● Teks Bacaan
----

Setelah selesai menghadiri acara Kompasiana di kawasan Serpong pada tanggal 25 Maret lalu, bersama teman-teman Kompasianer lainnya, saya memesan layanan Gocar, dan kebetulan saja, mendapat seorang driver yang "senang" curhat kepada penumpangnya.
Sebut saja ia Heri. Berdasarkan obrolan awal yang dilakukan, saya menjadi tahu sekilas kehidupannya, beserta sekelumit "pahit-manis" pengalamannya sewaktu ia menekuni pekerjaan yang sudah menjadi tren tersebut.
Heri mengakui telah menjadi driver Gocar cukup lama. Tidak seperti lainnya, ia menjadikan pekerjaan itu sebagai mata pencaharian utama. Makanya, wajar saja kalau setiap hari, ia "terjun" ke jalan sepanjang hari dan bertemu dengan beragam jenis orang. Lewat interaksi itulah ia sering mendapat "oleh-oleh" berupa pengalaman, yang isinya seolah penuh dengan "drama".

----

● Uraian Tugas
Salinlah kata demi kata seluruh teks tentang pengemudi Gocar di atas. Baris-baris berikut sama sekali tidak digunakan dalam pengerjaan ini.

----

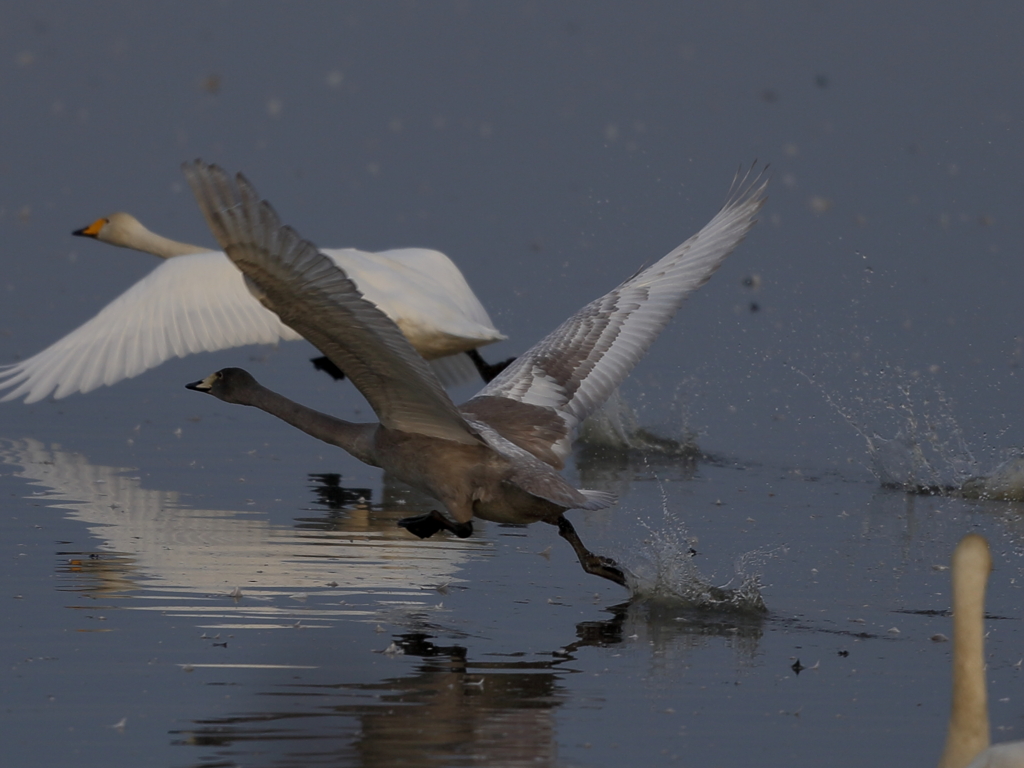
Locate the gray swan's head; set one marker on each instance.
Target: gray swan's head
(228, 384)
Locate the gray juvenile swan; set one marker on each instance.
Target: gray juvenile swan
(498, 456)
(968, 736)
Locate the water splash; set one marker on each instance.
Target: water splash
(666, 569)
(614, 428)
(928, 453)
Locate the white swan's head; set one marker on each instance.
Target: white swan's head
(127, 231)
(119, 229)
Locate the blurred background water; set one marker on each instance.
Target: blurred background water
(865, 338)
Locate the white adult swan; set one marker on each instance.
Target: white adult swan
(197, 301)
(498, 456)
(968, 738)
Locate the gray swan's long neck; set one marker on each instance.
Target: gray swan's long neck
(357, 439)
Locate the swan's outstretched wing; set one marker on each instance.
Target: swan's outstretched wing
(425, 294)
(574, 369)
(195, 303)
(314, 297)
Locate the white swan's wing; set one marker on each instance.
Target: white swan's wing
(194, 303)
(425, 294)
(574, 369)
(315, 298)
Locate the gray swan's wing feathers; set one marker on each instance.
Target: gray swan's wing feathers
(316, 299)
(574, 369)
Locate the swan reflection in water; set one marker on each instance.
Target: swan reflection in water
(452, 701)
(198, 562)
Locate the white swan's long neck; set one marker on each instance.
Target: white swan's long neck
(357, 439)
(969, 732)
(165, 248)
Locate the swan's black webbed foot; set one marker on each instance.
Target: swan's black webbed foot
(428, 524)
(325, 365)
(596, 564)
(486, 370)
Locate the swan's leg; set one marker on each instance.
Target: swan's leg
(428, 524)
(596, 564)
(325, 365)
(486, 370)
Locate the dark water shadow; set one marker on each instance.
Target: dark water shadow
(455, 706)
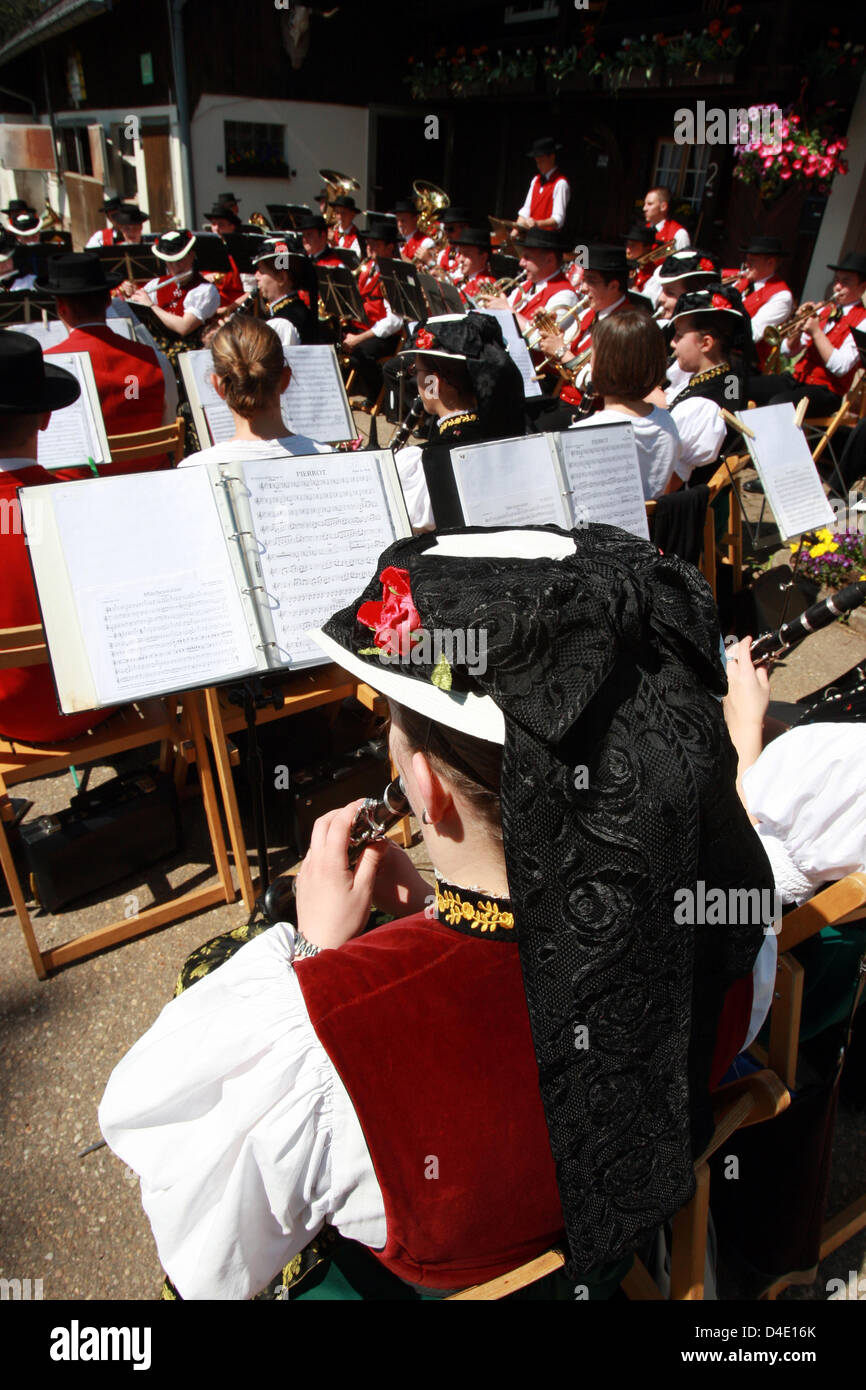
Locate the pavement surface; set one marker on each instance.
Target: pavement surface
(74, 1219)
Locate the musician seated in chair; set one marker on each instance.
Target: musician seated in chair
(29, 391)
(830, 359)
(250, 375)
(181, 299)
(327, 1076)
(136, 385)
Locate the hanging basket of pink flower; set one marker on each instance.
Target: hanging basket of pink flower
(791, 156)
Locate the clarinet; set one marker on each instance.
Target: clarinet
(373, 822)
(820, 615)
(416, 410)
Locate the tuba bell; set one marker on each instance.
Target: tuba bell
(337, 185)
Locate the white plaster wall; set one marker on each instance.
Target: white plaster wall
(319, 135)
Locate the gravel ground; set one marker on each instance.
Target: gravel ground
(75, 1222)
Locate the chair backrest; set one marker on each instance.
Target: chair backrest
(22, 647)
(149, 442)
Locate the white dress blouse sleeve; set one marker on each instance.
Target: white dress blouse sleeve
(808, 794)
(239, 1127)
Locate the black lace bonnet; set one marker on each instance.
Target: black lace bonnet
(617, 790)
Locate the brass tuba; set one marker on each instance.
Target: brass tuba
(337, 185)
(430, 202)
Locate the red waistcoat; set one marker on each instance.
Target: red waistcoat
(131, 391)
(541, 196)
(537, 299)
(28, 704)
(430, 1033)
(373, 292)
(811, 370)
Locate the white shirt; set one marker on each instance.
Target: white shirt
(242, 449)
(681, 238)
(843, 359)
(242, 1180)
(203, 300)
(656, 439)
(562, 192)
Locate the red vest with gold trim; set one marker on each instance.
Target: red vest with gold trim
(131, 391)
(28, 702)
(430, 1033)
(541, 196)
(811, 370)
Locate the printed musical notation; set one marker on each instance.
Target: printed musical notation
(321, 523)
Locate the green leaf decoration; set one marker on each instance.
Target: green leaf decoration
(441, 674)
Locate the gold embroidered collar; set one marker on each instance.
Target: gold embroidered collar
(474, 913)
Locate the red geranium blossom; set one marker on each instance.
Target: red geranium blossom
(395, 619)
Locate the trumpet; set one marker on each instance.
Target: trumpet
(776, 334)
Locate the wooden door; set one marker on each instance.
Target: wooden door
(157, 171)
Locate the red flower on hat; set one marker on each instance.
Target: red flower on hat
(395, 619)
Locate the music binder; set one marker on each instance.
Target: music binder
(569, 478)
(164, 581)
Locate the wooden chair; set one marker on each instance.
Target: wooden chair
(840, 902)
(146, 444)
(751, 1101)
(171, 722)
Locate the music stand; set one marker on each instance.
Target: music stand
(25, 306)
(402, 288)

----

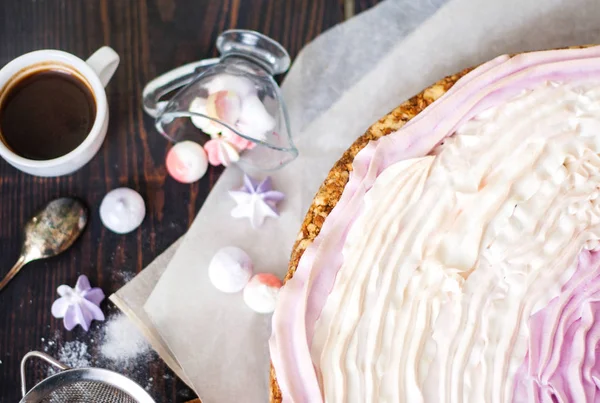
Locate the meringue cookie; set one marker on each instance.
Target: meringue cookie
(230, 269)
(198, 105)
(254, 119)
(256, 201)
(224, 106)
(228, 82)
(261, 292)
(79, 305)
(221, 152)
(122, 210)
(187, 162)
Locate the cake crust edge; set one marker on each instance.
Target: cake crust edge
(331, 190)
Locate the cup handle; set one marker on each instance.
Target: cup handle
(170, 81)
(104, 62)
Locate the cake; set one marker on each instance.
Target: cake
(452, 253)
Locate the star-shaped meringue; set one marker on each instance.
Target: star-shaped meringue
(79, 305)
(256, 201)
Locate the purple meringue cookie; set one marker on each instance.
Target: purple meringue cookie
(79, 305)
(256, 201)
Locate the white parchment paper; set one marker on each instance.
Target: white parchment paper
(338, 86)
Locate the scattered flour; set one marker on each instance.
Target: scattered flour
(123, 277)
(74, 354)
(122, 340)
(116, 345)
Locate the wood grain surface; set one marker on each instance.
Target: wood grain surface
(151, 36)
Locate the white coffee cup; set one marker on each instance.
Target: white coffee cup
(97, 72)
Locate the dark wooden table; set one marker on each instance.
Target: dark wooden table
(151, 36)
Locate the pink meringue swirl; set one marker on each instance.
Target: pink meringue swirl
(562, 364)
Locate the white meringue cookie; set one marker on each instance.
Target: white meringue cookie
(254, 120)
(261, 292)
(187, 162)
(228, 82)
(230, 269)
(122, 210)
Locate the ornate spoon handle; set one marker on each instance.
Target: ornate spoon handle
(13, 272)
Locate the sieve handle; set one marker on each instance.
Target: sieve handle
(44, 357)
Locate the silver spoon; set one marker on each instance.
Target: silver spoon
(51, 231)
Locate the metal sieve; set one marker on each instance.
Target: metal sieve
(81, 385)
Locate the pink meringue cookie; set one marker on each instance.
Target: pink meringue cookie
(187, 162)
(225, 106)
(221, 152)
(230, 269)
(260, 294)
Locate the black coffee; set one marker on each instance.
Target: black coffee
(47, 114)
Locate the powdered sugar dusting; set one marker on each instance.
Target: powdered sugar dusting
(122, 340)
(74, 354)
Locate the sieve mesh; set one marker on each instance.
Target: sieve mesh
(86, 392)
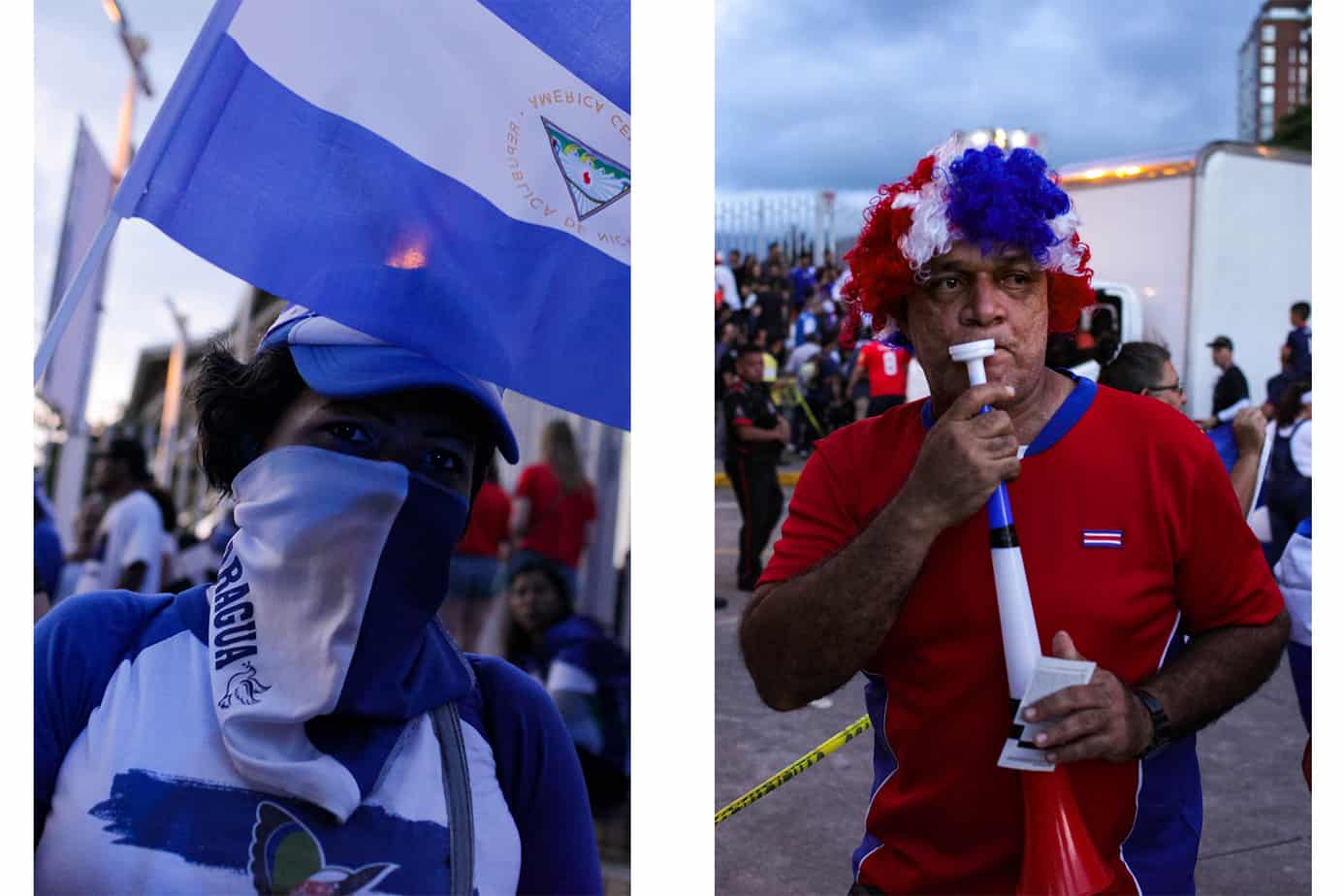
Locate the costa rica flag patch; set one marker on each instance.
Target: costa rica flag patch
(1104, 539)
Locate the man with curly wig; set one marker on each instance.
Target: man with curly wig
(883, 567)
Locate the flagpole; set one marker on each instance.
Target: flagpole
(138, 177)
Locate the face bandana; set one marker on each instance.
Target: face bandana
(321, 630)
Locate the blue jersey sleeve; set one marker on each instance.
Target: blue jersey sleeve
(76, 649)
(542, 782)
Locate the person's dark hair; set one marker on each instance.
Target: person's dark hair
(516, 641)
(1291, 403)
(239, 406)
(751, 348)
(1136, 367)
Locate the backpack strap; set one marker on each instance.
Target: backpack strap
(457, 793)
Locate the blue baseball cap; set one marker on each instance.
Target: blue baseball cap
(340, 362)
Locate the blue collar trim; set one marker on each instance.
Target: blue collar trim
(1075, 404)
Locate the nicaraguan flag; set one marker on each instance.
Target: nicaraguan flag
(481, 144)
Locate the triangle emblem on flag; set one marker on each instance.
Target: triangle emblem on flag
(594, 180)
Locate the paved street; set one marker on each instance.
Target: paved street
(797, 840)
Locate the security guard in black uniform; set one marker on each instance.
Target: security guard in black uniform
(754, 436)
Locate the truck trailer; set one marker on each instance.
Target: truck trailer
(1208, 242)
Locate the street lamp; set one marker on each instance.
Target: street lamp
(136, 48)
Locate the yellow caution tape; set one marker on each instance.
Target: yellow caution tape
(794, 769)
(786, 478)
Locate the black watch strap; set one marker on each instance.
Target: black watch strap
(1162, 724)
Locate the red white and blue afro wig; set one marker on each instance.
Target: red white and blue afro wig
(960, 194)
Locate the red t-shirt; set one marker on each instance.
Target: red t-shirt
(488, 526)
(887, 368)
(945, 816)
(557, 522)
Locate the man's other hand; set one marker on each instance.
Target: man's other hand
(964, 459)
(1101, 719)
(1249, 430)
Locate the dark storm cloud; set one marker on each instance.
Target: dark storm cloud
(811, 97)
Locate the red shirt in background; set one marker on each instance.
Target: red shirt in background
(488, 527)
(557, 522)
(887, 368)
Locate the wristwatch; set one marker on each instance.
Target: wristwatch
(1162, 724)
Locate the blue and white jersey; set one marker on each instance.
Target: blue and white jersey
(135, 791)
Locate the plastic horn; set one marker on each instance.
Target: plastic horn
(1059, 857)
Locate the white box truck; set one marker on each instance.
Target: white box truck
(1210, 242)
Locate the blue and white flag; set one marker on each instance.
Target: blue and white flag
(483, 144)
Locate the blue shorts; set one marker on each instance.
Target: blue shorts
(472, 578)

----

● Penyelesaian Soal
Setelah selesai menghadiri acara Kompasiana di kawasan Serpong pada tanggal 25 Maret lalu, bersama teman-teman Kompasianer lainnya, saya memesan layanan Gocar, dan kebetulan saja, mendapat seorang driver yang "senang" curhat kepada penumpangnya.
Sebut saja ia Heri. Berdasarkan obrolan awal yang dilakukan, saya menjadi tahu sekilas kehidupannya, beserta sekelumit "pahit-manis" pengalamannya sewaktu ia menekuni pekerjaan yang sudah menjadi tren tersebut.
Heri mengakui telah menjadi driver Gocar cukup lama. Tidak seperti lainnya, ia menjadikan pekerjaan itu sebagai mata pencaharian utama. Makanya, wajar saja kalau setiap hari, ia "terjun" ke jalan sepanjang hari dan bertemu dengan beragam jenis orang. Lewat interaksi itulah ia sering mendapat "oleh-oleh" berupa pengalaman, yang isinya seolah penuh dengan "drama".